Records from a data collection
————————

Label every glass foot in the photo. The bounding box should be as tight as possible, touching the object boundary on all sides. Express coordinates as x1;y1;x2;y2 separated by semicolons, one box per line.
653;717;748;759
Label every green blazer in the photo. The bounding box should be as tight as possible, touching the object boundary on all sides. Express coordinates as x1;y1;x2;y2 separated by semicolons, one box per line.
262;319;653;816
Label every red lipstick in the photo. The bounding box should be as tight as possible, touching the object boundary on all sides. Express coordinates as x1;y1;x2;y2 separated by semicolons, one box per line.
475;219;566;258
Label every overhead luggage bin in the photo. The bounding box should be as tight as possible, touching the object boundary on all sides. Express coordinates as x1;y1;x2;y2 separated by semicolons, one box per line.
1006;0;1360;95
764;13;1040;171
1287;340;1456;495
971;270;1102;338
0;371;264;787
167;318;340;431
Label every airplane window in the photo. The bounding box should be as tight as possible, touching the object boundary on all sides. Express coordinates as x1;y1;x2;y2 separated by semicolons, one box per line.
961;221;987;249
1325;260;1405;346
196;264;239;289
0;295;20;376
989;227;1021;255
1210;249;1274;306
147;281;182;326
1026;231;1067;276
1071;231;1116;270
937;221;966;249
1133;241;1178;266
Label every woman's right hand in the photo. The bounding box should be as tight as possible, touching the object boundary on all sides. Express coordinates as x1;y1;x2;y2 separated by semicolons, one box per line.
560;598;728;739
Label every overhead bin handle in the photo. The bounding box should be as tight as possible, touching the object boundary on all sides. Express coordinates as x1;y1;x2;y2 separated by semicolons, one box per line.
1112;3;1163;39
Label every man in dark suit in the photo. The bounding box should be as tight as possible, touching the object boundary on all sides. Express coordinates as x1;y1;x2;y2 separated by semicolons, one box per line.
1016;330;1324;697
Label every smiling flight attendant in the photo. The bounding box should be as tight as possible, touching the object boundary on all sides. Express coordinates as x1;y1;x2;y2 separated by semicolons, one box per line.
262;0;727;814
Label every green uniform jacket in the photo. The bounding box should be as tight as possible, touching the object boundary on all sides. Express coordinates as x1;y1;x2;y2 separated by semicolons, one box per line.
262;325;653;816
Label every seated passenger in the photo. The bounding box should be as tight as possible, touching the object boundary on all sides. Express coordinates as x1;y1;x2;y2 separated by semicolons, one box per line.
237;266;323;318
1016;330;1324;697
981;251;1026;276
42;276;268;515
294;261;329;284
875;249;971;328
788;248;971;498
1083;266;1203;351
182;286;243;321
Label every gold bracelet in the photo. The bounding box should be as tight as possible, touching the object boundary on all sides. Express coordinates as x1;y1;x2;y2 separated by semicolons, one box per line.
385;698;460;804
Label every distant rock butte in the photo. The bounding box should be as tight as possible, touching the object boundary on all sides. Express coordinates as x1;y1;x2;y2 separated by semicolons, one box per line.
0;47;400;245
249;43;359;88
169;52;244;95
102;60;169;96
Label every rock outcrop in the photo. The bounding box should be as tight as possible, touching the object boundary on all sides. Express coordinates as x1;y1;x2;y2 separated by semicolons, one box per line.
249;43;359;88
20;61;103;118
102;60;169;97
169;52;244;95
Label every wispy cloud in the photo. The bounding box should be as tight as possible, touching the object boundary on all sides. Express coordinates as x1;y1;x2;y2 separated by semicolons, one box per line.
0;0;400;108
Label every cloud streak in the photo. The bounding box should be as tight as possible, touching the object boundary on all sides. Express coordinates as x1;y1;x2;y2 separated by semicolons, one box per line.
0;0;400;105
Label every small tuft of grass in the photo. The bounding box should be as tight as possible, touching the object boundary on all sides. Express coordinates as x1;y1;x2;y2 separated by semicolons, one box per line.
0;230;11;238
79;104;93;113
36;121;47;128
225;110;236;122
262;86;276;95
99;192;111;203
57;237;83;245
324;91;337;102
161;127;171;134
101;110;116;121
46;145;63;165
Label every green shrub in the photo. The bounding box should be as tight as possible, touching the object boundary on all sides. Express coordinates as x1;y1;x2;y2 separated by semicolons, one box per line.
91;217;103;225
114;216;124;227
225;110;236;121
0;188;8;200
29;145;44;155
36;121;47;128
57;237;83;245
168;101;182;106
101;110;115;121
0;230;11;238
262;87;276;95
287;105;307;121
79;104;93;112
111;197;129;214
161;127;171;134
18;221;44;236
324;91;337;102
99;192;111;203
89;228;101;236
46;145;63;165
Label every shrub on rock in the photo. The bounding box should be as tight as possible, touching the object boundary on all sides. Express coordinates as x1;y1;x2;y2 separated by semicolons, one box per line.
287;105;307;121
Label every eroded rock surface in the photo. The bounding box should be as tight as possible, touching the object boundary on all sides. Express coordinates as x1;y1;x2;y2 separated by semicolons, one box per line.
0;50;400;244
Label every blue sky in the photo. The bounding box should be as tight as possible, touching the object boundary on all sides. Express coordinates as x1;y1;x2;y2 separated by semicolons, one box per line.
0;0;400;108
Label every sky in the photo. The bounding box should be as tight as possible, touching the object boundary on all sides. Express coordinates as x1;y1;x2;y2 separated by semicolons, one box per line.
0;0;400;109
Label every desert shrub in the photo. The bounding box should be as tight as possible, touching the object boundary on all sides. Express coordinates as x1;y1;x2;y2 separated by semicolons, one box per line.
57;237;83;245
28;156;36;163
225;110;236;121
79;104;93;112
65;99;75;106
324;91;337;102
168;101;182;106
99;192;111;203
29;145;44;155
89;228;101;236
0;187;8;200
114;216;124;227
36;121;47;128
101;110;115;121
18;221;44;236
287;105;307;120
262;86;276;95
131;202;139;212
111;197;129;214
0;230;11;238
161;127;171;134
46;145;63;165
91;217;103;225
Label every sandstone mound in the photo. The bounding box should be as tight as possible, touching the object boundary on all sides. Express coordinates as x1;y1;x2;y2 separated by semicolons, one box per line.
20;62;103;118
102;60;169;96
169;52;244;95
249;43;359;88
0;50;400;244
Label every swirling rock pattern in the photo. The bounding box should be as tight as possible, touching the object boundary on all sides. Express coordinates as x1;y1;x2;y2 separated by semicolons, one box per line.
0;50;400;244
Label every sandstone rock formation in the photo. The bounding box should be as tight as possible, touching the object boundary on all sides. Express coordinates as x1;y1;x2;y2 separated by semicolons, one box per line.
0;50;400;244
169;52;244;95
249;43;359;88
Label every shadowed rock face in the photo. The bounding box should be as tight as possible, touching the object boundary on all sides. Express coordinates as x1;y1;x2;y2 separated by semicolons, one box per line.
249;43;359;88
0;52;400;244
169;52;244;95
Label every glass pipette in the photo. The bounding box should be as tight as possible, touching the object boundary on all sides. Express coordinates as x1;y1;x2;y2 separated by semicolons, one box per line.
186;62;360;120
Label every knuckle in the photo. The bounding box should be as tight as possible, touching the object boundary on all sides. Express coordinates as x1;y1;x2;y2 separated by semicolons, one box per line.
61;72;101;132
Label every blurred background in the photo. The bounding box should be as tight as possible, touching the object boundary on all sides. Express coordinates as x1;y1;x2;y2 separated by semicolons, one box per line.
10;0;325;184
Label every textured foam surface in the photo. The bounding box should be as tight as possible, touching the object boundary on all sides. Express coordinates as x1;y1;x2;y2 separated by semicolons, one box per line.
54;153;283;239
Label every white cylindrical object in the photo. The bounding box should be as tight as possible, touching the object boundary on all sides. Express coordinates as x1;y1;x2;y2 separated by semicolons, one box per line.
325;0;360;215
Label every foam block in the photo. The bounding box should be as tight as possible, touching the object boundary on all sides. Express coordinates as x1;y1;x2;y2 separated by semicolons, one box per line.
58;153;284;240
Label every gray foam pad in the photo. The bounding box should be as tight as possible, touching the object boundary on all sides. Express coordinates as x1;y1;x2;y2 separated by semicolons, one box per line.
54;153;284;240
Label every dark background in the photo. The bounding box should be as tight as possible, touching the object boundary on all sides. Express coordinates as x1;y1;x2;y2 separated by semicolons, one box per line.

————————

■ Problem description: Write out the lines of the data above from the first line through the line containing "1112;3;1163;39", inclusive, without changing anything.

■ Response below:
Label every glass foot in the photo. The bounding box should be as tight as possible, touching the object boundary on all sides. Express coordinates as x1;y1;x2;y2 separated by semicolons, one box per line.
653;717;748;759
Label every green blazer in the photo. The bounding box should be as tight as possible, touching the object boundary on all sides. Express coordinates as x1;y1;x2;y2 separated by semicolons, one box per line.
262;319;653;816
Label every red lipstick in the photo. The bounding box should be as tight as possible, touching the object boundary on all sides. Express coordinates as x1;y1;x2;y2 separated by semicolons, one box per line.
475;219;566;258
Label every overhead luggage bin in the photo. The bounding box should be as tight as possible, touching the object boundary on all sides. Express coordinates as x1;y1;x2;y2 separated by semicolons, one box per line.
1006;0;1360;95
764;13;1040;171
1287;340;1456;495
971;270;1102;338
0;371;264;787
167;318;340;431
Label every airplane window in the photo. The bounding box should be as tight as possible, touching the object boundary on all sides. Express coordinates as x1;y1;x2;y2 separated by semicolons, one box per line.
961;221;987;249
1325;260;1405;346
196;264;239;289
0;295;20;376
989;227;1021;255
1210;249;1274;306
147;281;182;326
1026;231;1067;276
1071;231;1116;270
937;221;966;249
1133;241;1178;266
Label every woman's right hand in the photo. The bounding box should be as tight as possible, touching the object boundary on all sides. Express coordinates as x1;y1;x2;y2 separated by semicolons, one box per line.
560;598;728;739
Label every overhead bin handle in the photo. The bounding box should be as tight as possible, touching the object boundary on all sides. Express coordinates as x1;y1;x2;y2 separated by semicolons, one box per line.
1112;3;1163;39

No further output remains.